***** Study text
What history was that?

MS. PAPADAKIS:

He made a little book up and give it to all the tour people, which I thought was an excellent idea. I think they should continue and still give it to people when they come through our mill. It's really nice, not just for a tour, but when everybody comes through our mill, because people want to know about our mill, they want to know what's happening.

MR. BARRY:

So you keep all this stuff at home and throw it in a drawer? You keep all this stuff here and keep it all together?

MS. PAPADAKIS:

Well, I'm not that good at keeping stuff together.

MR. BARRY:

Well, it looked like you are pretty well organized.

MS. PAPADAKIS:

And I've got videos of the old mill, the way the hot mill used to be. I got the new mill, and then I got some safety videos.

MR. BARRY:

Where did you get these -- did you make these videos yourself, or were these ones --

MS. PAPADAKIS:

No, they were given to me from people. People give them to me, donated them to me when I had the club.

MR. BARRY:

But were they videos that people made themselves?

MS. PAPADAKIS:

Yeah.

MR. BARRY:

Little home videos? Those would be great. I would love to take a look at those, because those probably go back --

MS. PAPADAKIS:

Well, it shows the old hot mill.
**********
***** Information shown
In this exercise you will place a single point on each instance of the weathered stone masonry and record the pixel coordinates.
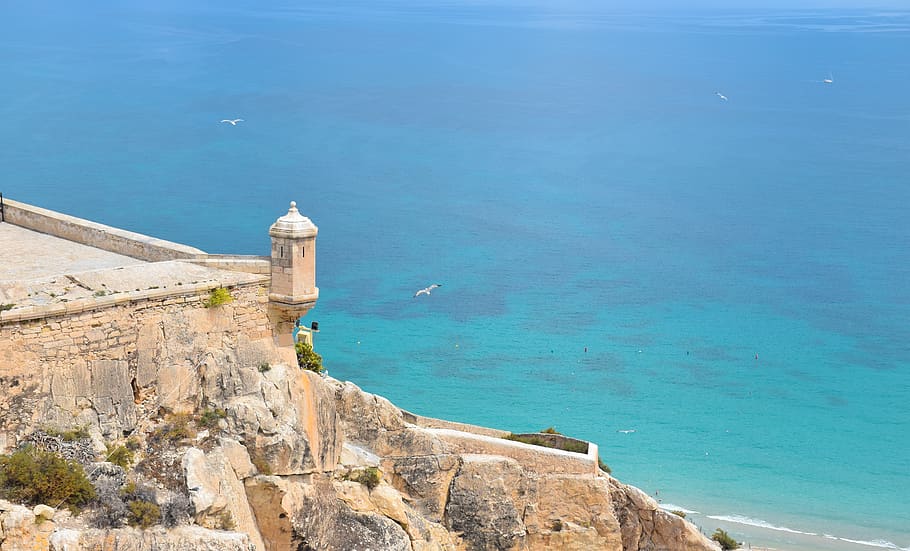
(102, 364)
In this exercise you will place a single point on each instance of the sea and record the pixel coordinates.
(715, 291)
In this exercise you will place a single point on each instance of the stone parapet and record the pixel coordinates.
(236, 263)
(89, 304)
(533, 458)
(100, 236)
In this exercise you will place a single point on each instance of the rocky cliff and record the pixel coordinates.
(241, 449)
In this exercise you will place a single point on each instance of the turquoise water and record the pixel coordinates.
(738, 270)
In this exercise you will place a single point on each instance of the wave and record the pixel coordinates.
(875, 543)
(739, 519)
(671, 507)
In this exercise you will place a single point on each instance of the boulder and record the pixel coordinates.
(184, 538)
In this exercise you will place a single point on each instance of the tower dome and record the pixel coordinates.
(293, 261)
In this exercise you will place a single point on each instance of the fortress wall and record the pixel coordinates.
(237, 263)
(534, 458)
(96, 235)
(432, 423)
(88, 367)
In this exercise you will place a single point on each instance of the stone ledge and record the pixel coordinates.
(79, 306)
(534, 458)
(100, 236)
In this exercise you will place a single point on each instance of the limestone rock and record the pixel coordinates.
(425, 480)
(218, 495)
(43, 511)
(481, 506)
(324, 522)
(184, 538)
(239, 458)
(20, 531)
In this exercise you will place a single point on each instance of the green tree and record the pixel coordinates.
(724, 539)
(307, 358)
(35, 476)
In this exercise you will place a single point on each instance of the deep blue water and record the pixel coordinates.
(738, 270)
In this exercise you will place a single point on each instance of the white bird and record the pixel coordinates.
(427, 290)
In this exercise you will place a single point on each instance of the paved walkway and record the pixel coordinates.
**********
***** Information shown
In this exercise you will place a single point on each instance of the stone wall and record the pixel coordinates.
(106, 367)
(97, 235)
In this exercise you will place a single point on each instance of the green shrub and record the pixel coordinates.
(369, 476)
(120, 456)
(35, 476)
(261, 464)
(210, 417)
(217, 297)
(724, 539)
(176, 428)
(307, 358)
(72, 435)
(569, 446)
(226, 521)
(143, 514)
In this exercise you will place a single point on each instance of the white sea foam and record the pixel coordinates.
**********
What you are asked to do →
Reproduce the interview transcript about the mill word for word, from start to finish.

Result of the task →
What history was that?

MS. PAPADAKIS:

He made a little book up and give it to all the tour people, which I thought was an excellent idea. I think they should continue and still give it to people when they come through our mill. It's really nice, not just for a tour, but when everybody comes through our mill, because people want to know about our mill, they want to know what's happening.

MR. BARRY:

So you keep all this stuff at home and throw it in a drawer? You keep all this stuff here and keep it all together?

MS. PAPADAKIS:

Well, I'm not that good at keeping stuff together.

MR. BARRY:

Well, it looked like you are pretty well organized.

MS. PAPADAKIS:

And I've got videos of the old mill, the way the hot mill used to be. I got the new mill, and then I got some safety videos.

MR. BARRY:

Where did you get these -- did you make these videos yourself, or were these ones --

MS. PAPADAKIS:

No, they were given to me from people. People give them to me, donated them to me when I had the club.

MR. BARRY:

But were they videos that people made themselves?

MS. PAPADAKIS:

Yeah.

MR. BARRY:

Little home videos? Those would be great. I would love to take a look at those, because those probably go back --

MS. PAPADAKIS:

Well, it shows the old hot mill.